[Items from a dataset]
- - -

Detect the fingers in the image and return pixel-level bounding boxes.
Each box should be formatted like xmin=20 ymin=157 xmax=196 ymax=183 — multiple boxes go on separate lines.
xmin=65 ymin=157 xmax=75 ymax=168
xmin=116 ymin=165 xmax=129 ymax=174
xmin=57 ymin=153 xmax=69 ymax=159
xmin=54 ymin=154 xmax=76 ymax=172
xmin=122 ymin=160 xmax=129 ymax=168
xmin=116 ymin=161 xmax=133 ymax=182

- - -

- TRY IT: What are the lines from the one with "Each box should" through the end of the entries? Give them again exactly, both end lines included.

- SOLUTION TO THIS PROBLEM:
Each box should be formatted like xmin=20 ymin=157 xmax=196 ymax=183 — multiple boxes go on separate lines.
xmin=65 ymin=157 xmax=75 ymax=168
xmin=116 ymin=165 xmax=129 ymax=174
xmin=57 ymin=153 xmax=69 ymax=159
xmin=54 ymin=154 xmax=76 ymax=172
xmin=122 ymin=160 xmax=129 ymax=168
xmin=116 ymin=161 xmax=133 ymax=182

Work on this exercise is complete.